## Problem to work on
Locate every line in the entries below that contains the string "wall" and copy each such line in full, treating uppercase and lowercase letters as distinct.

## Source data

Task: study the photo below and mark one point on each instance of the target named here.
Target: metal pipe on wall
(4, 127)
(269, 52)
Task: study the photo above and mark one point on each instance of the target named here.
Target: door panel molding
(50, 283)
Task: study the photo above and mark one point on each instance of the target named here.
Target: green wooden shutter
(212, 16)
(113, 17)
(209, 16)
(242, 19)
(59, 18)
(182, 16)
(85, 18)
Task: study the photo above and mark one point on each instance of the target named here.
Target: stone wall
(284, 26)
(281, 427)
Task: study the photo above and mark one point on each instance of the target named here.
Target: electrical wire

...

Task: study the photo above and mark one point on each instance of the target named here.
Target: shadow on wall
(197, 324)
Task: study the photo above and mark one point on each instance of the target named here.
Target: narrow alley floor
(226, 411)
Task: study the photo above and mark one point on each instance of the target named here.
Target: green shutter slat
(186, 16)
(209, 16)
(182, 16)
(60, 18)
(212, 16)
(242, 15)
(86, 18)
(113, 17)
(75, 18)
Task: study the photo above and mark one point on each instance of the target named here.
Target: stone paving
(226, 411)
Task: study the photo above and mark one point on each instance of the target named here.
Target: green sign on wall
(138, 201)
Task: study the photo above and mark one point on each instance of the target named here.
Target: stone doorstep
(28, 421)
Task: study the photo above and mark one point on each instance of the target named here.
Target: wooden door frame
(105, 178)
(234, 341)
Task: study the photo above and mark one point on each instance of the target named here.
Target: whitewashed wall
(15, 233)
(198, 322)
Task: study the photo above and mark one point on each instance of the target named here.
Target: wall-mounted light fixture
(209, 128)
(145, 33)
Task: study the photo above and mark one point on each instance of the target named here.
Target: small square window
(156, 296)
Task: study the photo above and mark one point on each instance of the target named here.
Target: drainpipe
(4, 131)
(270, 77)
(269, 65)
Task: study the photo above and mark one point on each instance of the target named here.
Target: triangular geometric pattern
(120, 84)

==

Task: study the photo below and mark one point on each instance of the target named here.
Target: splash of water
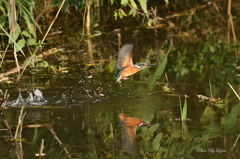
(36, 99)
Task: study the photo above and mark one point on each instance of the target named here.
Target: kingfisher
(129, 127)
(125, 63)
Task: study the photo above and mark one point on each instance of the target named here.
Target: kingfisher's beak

## Reply
Target: metal pipe on wall
Target: stone wall
Target: shadow on wall
Target: green sign on wall
Target: whitewashed wall
Target: wall-mounted light fixture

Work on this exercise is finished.